- DOCUMENT SEGMENT:
Today is turning out to be a great day of college football. The Bedlam Game was great and Baylor/TX and Auburn/MO are both competitive as I write this.
The ETF focus column in Barron's takes a look at gold and what a lousy year it has had. There was a mention to a portfolio manager who recently eliminated a targeted 8% weighting. The way I read it, it seemed like the manager was throwing in the towel.
A few years ago when gold and commodities were hot there was commentary all over the place suggesting 20-25% in some combination of commodities or just gold outright. The permanent portfolio in its purest form allocates 25% to gold.
My take has been the same the entire time which is that gold is a diversifier that offers protection in the face of some sort of external shock but of course the track record for this is not perfect. We have targeted 2-3% and at times it has helped returns and at times like 2013 it has been a drag on returns.

- SUPPLIED ENTRIES:

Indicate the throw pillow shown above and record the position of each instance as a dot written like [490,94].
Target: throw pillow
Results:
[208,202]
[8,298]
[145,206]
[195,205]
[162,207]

- WHAT YOU WILL DO:
**A)** Reproduce verbatim the part of the blog post on gold that opens with the words containing "Today is turning" and closes with "in the towel.".
**B)** Continue the blog post on gold from the point at which it ends.

- ANSWERS PER TASK:
**A)**
Today is turning out to be a great day of college football. The Bedlam Game was great and Baylor/TX and Auburn/MO are both competitive as I write this.
The ETF focus column in Barron's takes a look at gold and what a lousy year it has had. There was a mention to a portfolio manager who recently eliminated a targeted 8% weighting. The way I read it, it seemed like the manager was throwing in the towel.

**B)**
One of the attributes that people assign to gold is that it has a low correlation to equities which is true often enough for me to hold it in that small weighting. To the extent gold does have a low correlation to equities most of the time it should not be a shock when gold goes down or otherwise disappoints in the face of a big equity rally.
This has been a weird year in that asset allocation "hasn't worked" but gold is not permanently broken and equities are not going to grow to the sky. Over the long term equities are likely to do better than gold but that does not mean gold can't be an effective asset allocation tool for the duration of a full cycle.
Next is an excerpt from a letter that Josh Brown received and posted on Barry Ritholtz' web site from someone who works on the institutional side of the business who pulls back the curtain on a lot of things;
Most institutional investors assume, “My job is to outperform the markets or my benchmark and earn a performance bonus.” This is the wrong way to look at a portfolio. Setting a broadly diversified asset allocation, making good decisions, rebalancing to undervalued assets even when it doesn’t feel right, reaching the goals of the organization, reducing fee drag, ensuring liquidity for short-term needs and remembering your time horizon and risk profile should be your job.
Long time readers might recognize the tone from that paragraph in resembling what I've been talking about for many years but it can be helpful to hear it come from someone else.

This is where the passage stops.